BEGIN

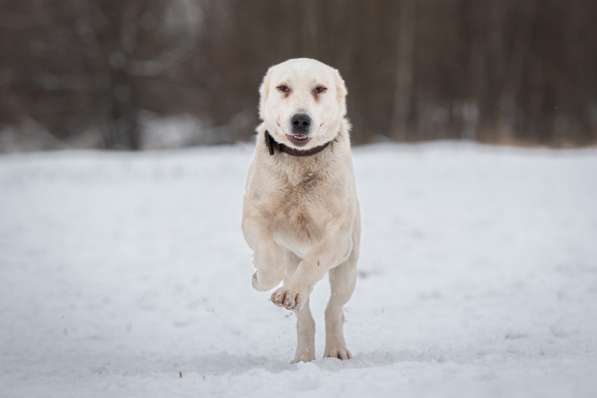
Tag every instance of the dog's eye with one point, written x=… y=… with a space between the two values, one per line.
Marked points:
x=283 y=88
x=319 y=90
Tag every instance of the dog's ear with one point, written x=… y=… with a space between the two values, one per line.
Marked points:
x=341 y=92
x=264 y=93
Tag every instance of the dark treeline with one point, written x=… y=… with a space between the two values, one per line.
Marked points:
x=503 y=71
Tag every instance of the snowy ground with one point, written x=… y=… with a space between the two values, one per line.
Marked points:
x=119 y=273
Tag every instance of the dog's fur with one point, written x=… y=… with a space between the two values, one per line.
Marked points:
x=301 y=214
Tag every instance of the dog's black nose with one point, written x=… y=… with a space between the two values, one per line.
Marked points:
x=301 y=123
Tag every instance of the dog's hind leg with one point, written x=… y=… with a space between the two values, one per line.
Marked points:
x=305 y=332
x=342 y=283
x=305 y=324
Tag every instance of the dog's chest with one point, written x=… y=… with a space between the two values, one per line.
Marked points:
x=298 y=216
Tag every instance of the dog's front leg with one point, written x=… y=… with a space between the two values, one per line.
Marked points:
x=330 y=252
x=268 y=256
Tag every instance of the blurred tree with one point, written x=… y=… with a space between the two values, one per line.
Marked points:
x=490 y=70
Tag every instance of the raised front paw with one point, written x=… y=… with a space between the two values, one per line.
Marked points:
x=264 y=281
x=290 y=299
x=338 y=352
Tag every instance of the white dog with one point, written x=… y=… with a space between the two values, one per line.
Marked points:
x=301 y=213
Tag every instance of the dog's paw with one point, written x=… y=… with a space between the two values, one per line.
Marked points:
x=304 y=357
x=338 y=353
x=290 y=299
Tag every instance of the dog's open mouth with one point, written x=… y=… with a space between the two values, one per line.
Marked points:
x=298 y=139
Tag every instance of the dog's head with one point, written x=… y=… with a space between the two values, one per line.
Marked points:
x=303 y=102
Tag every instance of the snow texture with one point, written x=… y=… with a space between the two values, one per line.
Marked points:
x=126 y=275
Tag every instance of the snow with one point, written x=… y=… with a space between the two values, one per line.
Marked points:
x=120 y=273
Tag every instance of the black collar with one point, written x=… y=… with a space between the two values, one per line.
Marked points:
x=272 y=145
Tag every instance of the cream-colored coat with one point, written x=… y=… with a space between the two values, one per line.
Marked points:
x=301 y=214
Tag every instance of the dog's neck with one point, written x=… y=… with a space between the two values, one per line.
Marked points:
x=273 y=146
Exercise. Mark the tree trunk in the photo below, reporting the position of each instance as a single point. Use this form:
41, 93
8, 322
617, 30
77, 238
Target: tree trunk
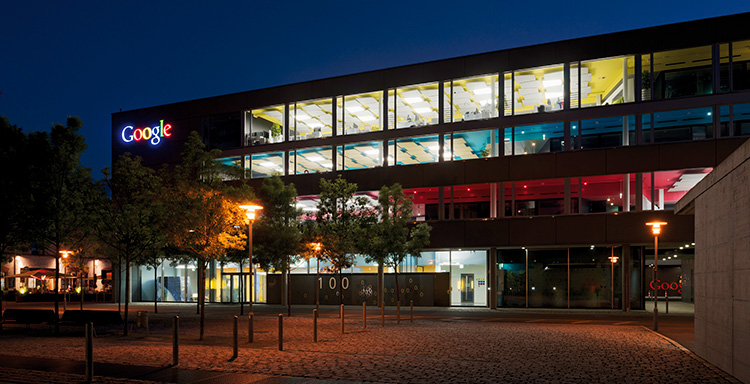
289, 289
398, 291
201, 294
156, 289
127, 291
241, 291
341, 289
381, 283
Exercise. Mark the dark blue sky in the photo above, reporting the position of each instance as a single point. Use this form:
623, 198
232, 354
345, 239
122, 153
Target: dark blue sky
90, 59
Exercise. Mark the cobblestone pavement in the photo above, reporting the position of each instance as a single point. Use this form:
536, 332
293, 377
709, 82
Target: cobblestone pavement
426, 351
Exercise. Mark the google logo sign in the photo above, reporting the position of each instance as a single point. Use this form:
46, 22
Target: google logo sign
152, 134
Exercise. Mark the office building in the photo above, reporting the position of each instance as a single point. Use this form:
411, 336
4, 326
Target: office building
537, 167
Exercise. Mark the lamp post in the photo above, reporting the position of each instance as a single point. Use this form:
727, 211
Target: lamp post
656, 230
613, 260
250, 211
316, 247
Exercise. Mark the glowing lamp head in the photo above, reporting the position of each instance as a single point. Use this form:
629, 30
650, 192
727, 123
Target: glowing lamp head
656, 226
250, 210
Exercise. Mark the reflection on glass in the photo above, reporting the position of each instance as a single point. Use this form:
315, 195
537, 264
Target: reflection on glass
741, 65
417, 106
230, 168
601, 82
471, 99
683, 125
313, 160
539, 197
267, 164
475, 144
360, 113
538, 90
417, 150
548, 278
361, 155
511, 285
311, 119
682, 72
265, 125
607, 132
741, 117
538, 138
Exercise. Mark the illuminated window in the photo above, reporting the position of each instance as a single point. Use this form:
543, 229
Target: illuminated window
311, 119
417, 105
265, 125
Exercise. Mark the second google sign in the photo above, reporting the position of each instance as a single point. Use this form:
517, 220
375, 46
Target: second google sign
152, 134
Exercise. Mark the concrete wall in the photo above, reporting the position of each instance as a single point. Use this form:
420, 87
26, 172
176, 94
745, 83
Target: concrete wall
722, 265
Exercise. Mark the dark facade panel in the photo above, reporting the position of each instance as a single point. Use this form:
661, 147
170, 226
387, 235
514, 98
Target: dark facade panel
263, 98
725, 147
410, 176
445, 69
530, 167
325, 88
486, 63
580, 229
486, 170
403, 76
632, 159
581, 163
631, 227
534, 56
536, 231
448, 173
447, 234
695, 154
486, 233
295, 92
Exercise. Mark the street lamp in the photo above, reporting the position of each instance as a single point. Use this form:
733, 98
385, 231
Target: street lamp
316, 247
656, 230
250, 211
613, 259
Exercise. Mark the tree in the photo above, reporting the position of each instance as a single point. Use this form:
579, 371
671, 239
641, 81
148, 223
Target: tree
63, 191
393, 238
130, 216
205, 219
15, 190
342, 218
278, 233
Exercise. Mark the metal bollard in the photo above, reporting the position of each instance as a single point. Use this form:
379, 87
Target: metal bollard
89, 352
398, 312
250, 328
382, 315
281, 332
235, 349
342, 318
175, 340
315, 325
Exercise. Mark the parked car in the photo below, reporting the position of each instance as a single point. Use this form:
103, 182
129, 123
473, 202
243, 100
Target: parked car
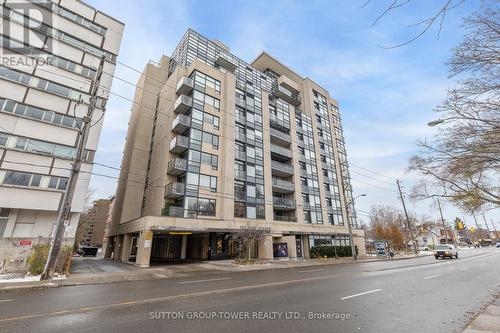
446, 250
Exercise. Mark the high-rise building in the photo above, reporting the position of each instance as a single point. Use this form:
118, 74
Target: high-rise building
50, 53
92, 224
216, 147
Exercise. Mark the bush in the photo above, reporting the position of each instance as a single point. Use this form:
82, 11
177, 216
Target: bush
328, 251
38, 257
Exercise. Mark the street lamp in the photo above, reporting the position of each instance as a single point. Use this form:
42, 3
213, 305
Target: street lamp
353, 248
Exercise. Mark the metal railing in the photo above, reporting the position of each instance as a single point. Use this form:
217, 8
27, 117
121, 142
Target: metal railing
281, 150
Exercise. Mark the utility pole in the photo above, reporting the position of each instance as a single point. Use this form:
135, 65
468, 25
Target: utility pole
407, 218
487, 228
64, 214
478, 230
442, 221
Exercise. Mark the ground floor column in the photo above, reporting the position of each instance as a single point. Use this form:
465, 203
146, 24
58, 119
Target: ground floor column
117, 247
144, 248
305, 242
291, 245
183, 246
126, 244
266, 247
108, 250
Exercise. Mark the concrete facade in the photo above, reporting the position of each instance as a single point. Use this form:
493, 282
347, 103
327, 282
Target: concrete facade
91, 226
50, 53
273, 161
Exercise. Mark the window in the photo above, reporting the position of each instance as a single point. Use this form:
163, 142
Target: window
3, 139
17, 178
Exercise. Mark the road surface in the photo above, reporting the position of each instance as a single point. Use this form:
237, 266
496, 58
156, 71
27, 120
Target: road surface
414, 295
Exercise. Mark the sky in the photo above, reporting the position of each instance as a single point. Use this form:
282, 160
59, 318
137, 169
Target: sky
386, 95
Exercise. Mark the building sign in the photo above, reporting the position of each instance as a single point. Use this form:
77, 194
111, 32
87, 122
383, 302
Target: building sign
280, 250
25, 242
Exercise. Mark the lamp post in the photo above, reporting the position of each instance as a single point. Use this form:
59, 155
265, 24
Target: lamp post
353, 248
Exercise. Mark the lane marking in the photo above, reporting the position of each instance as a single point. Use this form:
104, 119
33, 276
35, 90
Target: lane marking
166, 298
363, 293
200, 281
312, 270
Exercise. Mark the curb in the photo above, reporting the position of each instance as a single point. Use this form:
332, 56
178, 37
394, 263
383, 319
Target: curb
146, 277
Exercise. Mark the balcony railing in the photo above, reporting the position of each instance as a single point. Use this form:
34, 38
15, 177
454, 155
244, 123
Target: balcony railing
241, 136
283, 186
177, 166
240, 155
283, 203
280, 137
175, 190
184, 86
181, 123
241, 175
183, 104
173, 211
287, 95
281, 169
179, 144
281, 152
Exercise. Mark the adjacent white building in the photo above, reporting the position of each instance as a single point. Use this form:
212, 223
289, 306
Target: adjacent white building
50, 52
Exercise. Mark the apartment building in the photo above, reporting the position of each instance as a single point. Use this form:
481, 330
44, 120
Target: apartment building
50, 53
92, 224
217, 146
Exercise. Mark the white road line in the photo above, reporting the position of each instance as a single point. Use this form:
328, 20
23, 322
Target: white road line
363, 293
199, 281
311, 270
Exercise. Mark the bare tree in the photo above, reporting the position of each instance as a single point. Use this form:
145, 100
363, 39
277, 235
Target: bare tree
462, 162
437, 18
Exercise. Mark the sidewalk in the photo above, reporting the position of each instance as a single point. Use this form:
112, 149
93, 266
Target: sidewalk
182, 270
488, 321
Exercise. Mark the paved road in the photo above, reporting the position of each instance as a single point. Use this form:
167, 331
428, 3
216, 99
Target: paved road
414, 295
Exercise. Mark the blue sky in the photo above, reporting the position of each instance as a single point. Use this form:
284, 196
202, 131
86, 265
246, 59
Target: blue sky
386, 95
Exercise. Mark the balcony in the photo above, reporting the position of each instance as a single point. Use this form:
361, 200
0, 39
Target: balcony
173, 211
280, 153
240, 155
183, 104
287, 95
241, 137
274, 121
179, 144
226, 63
174, 190
184, 86
283, 186
288, 84
181, 123
283, 203
240, 175
177, 166
281, 169
280, 138
241, 102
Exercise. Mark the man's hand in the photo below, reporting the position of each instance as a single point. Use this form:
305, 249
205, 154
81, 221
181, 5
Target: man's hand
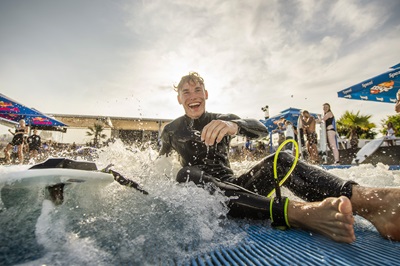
216, 130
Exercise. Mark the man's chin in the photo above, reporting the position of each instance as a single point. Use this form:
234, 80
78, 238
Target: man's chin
194, 115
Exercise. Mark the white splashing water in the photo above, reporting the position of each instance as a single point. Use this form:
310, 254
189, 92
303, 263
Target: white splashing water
112, 224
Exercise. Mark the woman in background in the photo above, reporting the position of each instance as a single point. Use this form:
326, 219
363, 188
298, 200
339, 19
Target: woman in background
329, 120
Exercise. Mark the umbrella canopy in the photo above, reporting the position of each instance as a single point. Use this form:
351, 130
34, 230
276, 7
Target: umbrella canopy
13, 111
290, 114
382, 88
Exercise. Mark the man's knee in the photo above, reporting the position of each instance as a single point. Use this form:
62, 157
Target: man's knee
190, 173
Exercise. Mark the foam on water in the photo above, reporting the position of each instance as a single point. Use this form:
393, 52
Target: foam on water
101, 224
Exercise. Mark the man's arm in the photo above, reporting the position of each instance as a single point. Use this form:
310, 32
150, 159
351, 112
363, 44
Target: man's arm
216, 130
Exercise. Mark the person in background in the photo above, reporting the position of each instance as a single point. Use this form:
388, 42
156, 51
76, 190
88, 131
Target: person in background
329, 120
390, 134
289, 133
202, 140
34, 143
309, 123
18, 140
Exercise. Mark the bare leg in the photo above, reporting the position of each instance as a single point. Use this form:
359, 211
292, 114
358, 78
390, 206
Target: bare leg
7, 153
332, 217
380, 206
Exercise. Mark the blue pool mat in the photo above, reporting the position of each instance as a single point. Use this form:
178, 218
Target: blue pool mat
347, 166
266, 246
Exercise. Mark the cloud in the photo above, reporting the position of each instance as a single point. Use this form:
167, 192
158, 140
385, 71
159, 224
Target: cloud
122, 57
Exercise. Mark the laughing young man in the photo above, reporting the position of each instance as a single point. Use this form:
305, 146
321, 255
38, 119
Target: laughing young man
202, 140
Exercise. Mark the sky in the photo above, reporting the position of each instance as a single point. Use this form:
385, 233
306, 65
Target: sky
122, 57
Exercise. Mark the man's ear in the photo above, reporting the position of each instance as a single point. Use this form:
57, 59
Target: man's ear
179, 99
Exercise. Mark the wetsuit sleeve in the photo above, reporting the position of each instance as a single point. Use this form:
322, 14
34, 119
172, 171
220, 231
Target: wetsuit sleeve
166, 146
251, 128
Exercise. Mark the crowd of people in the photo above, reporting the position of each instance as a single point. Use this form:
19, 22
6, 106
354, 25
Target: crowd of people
202, 140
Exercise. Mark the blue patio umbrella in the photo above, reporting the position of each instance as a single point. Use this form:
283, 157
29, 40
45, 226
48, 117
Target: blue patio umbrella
12, 111
291, 114
382, 88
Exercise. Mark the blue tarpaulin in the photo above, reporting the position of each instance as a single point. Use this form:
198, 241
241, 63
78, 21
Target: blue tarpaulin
382, 88
12, 111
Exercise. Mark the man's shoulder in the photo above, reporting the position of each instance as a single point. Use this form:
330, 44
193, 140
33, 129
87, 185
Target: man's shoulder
226, 117
175, 122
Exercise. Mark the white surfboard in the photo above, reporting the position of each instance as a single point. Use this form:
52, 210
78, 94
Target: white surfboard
50, 177
367, 150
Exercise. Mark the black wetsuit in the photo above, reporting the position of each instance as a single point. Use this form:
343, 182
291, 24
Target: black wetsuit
211, 164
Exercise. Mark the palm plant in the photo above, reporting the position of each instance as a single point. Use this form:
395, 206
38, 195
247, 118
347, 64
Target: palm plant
96, 132
354, 125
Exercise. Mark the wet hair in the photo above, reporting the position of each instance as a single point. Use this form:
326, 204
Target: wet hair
329, 107
193, 77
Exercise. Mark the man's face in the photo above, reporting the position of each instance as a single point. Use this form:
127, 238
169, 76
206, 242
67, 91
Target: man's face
193, 97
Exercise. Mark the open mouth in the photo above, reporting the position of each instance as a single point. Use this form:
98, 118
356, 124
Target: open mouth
194, 106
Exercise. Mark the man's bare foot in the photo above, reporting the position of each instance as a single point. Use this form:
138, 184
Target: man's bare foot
380, 206
332, 217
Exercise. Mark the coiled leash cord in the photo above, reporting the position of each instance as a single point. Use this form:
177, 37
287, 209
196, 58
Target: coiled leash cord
278, 184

END

• **To do**:
Gather up, from the records above, each line where the word "below" appears.

• **Response**:
Exercise. Mark the tree trunk in the photo below, reporting the position of each instance as a single point. Use this form:
Exercise. Mark the parked car in the photo below, reporting the position of each instance as a single point. Use this form:
Exercise. Mark the man's hand in the photo below, reporting the position of each instance as a single point. Use this form:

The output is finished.